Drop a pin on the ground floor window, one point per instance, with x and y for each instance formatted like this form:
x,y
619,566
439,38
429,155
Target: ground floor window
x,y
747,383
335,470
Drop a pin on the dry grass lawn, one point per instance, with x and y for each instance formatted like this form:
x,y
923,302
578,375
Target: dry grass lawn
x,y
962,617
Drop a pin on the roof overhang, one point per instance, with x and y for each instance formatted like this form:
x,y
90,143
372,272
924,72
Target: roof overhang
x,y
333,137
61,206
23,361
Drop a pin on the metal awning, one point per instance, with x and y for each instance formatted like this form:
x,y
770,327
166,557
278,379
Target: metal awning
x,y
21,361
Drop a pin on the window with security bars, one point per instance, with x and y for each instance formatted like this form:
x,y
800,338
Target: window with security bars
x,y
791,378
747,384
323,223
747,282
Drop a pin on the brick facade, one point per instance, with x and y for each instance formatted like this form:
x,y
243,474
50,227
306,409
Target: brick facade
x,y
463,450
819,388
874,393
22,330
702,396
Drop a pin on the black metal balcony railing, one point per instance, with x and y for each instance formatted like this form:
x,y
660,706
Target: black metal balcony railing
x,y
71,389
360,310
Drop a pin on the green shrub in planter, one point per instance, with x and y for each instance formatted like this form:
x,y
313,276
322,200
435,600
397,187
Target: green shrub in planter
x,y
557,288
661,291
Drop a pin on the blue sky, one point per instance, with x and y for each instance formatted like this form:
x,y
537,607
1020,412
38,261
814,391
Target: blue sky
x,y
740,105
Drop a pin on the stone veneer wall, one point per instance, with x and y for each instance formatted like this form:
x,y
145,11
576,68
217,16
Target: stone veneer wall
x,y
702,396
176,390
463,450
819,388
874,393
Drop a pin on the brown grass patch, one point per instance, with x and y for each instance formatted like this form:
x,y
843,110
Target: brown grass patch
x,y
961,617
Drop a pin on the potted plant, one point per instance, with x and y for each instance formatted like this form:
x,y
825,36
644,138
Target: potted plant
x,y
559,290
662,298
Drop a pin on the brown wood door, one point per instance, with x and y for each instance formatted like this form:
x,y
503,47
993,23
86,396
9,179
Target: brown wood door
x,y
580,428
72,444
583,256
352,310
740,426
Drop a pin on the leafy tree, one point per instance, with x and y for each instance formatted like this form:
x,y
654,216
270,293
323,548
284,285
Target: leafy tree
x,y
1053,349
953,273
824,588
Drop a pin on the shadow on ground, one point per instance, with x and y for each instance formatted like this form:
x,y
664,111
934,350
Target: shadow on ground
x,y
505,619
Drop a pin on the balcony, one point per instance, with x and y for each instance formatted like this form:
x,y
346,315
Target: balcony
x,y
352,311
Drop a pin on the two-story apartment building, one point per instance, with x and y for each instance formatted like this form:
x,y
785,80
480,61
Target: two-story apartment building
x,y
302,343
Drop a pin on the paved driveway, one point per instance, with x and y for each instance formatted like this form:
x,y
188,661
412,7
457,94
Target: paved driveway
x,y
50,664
* * *
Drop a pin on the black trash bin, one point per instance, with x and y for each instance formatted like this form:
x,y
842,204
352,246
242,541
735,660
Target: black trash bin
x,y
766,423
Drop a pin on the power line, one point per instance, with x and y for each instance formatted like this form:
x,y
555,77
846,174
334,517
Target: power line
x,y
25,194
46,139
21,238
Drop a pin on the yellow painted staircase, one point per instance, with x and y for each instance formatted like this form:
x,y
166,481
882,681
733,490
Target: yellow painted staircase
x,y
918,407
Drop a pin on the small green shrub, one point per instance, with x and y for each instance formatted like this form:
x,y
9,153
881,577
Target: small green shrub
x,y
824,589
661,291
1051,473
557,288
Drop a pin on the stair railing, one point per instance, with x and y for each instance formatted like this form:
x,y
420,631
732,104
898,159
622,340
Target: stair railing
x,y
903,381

• **What is required**: Gather every line of the material that contains the word "shadow", matching case exactly.

• **Exercise response**:
Drop a pin on the shadow on ground, one point per instance, with x and y for each instance formatted like this form:
Target: shadow on ground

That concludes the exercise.